# Task
Each line below should be restated exactly, with nothing dropped.

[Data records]
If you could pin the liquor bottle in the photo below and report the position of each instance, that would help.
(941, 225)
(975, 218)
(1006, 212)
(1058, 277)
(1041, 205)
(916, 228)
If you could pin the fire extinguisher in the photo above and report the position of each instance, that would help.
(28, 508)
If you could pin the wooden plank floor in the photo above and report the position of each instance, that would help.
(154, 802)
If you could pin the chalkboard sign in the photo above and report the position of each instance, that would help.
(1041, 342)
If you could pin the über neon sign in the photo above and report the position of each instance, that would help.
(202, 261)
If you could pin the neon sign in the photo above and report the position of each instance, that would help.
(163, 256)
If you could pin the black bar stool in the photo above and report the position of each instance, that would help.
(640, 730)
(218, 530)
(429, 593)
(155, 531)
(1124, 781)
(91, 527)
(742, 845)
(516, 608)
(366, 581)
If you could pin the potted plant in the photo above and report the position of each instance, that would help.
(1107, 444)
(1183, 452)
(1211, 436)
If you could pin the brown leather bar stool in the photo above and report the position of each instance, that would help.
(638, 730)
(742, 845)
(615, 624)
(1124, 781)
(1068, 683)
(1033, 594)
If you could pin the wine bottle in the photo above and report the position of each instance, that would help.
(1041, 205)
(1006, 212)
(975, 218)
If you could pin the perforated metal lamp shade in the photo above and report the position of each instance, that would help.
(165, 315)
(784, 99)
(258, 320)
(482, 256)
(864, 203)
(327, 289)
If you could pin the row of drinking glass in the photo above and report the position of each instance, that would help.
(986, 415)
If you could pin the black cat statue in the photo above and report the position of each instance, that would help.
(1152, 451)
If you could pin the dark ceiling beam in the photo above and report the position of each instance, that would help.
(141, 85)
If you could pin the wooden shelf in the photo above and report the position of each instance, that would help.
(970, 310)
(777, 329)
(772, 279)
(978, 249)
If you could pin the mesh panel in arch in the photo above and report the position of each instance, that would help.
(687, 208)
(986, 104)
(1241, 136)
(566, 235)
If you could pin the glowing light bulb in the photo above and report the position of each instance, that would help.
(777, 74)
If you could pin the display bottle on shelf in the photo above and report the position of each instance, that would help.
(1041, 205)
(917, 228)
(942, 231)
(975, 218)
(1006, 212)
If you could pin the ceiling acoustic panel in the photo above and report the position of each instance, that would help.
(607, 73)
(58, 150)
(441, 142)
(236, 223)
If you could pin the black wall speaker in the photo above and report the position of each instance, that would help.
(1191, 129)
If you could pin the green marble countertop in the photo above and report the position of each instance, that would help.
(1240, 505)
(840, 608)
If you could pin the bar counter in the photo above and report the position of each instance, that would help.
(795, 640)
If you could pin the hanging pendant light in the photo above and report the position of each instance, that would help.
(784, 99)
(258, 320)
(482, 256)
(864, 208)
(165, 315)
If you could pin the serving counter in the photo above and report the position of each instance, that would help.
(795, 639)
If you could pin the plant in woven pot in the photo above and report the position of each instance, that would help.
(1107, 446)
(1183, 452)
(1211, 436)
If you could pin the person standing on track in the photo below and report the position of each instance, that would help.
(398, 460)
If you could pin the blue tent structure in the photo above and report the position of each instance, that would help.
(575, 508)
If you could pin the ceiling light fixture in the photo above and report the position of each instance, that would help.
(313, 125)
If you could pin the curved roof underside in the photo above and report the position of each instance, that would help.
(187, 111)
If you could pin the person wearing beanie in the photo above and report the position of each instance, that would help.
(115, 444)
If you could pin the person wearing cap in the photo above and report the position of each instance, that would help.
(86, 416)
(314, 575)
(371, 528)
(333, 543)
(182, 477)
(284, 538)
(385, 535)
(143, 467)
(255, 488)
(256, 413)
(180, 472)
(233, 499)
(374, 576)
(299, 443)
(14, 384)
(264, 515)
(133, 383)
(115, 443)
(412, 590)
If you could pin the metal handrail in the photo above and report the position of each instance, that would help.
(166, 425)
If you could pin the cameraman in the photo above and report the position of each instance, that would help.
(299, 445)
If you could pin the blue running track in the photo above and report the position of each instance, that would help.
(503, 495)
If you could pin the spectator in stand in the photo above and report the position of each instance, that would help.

# Task output
If you could pin the liquor bottle in the photo below and report the position of each instance, that would help.
(941, 225)
(975, 218)
(1006, 212)
(1058, 277)
(1041, 205)
(916, 228)
If you could pin the fire extinguisher in the photo above and report the position of each instance, that would help.
(28, 508)
If you could pin the wooden plank floor in the photo above and report the position of each instance, that would help.
(154, 802)
If you could pin the chalkboard sign in the photo above and report the position of each instance, that would help.
(1041, 342)
If you could pin the über neon sign in the photo above and report the position of each instance, that would help.
(202, 261)
If you could pin the neon sign in the photo above and report the position of each instance, that would help.
(163, 256)
If you could pin the black bar stool in the photo above and report the position of each instance, that would help.
(640, 730)
(218, 530)
(429, 593)
(155, 531)
(1124, 781)
(91, 527)
(742, 845)
(516, 608)
(366, 581)
If you could pin the potted plant in the photo above and report the position of each instance, that would help.
(1107, 444)
(1183, 452)
(1211, 436)
If you could pin the brown leather bar stool in the photo above and report the position of each instance, that would help.
(638, 730)
(742, 845)
(615, 624)
(1124, 781)
(1068, 683)
(1033, 594)
If you could pin the wine bottle in the photo above and report the position of each instance, that would help.
(1041, 205)
(1006, 212)
(975, 218)
If you could pin the perforated metal lamp shade in the photo above and report the position of each instance, that would help.
(165, 315)
(784, 99)
(258, 320)
(482, 256)
(864, 203)
(327, 289)
If you could pin the row of drinking glass in the photo above and report the position of each instance, that would help.
(986, 415)
If you could pin the black cat statue in the photo above and report the position of each instance, that would help.
(1152, 451)
If you could pin the dark ceiling beam in the photo above and report the position of each instance, that would help.
(141, 85)
If you could pin the wooden shelf in the photo above and report the position of each instance, that would help.
(970, 310)
(777, 329)
(772, 279)
(978, 249)
If you could pin the mesh panel in arch in the photo above and report the position of each instance, that would help.
(687, 208)
(986, 104)
(1241, 136)
(566, 235)
If you could pin the glowing light bulb in the photo above and report the position of each instance, that would help.
(777, 74)
If you could pin the display bottle on shelf in the photo above and report the position of each instance, that would help.
(1041, 205)
(917, 228)
(942, 231)
(975, 218)
(1006, 212)
If you could pin the ceiling acoustic panel in the photo above and report the position of each instance, that would help.
(607, 73)
(58, 150)
(441, 142)
(236, 223)
If you could pin the black wall speaker in the photo above and report the position of each instance, that would help.
(1191, 129)
If you could pin the green marble countertop in the photo above and report the position of each instance, that would help.
(1240, 505)
(840, 608)
If you could pin the bar counter in the photo above and report the position of each instance, that would help.
(795, 640)
If you could pin the hanging pendant light in the photo above and report the position of each instance, that would help.
(784, 99)
(258, 320)
(482, 256)
(864, 208)
(165, 315)
If you could pin the serving counter in the photo above and report the position of each instance, that would help.
(795, 639)
If you could pin the plant in woven pot in the photo above and report the position of each instance, that would help.
(1107, 446)
(1183, 452)
(1211, 436)
If you could pin the person standing on track in the photo below and report the position of each instance, that would help.
(398, 460)
If you could pin the blue tent structure in the photo above and report the position of each instance, that would help.
(575, 508)
If you could pin the ceiling light fixture in the photo above and report the position of each instance, that would help.
(313, 125)
If you could pin the curved roof underside in the photo above and report the position of each instance, that would help.
(187, 111)
If you could pin the person wearing beanie in the photo above and report the position of each instance, that would help.
(115, 444)
If you could pin the person wearing cap in the photo above and report the position of each instance, that would help.
(86, 416)
(314, 575)
(371, 528)
(333, 543)
(182, 477)
(284, 538)
(385, 535)
(143, 467)
(255, 488)
(256, 413)
(180, 472)
(233, 499)
(374, 576)
(299, 443)
(14, 384)
(264, 515)
(133, 383)
(115, 443)
(412, 590)
If you could pin the metal handrail in the photo above and report the position of each instance, that would help.
(166, 425)
If you could pin the cameraman in the photo above and report the position of each instance, that would help.
(299, 445)
If you could pin the blue running track in the photo above and report the position of each instance, that would help.
(503, 495)
If you could pin the spectator in stand in the photo above and report the position of each instance, that would help.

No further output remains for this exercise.